___ Records shown

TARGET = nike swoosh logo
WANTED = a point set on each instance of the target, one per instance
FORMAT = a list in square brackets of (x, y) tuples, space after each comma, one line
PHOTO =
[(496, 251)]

______
___ Records shown

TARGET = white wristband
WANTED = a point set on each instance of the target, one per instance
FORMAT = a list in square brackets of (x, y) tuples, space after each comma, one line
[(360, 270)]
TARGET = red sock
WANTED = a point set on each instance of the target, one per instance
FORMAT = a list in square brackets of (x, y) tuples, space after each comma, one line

______
___ Records shown

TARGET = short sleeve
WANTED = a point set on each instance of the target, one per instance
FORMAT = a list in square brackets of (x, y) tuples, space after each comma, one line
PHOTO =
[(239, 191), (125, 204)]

______

Written request: Rewrite the items from the line containing "TARGET = nike swoosh logo" through the line containing "[(496, 251)]" as a Markdown table with two columns, Row and Line. Number each row and skip any blank lines.

Written answer:
| Row | Line |
|---|---|
| 1 | TARGET = nike swoosh logo |
| 2 | WANTED = a point set on each instance of the target, one per instance |
| 3 | FORMAT = a list in square brackets of (x, y) tuples, space after each comma, one line |
| 4 | PHOTO = |
| 5 | [(496, 251)] |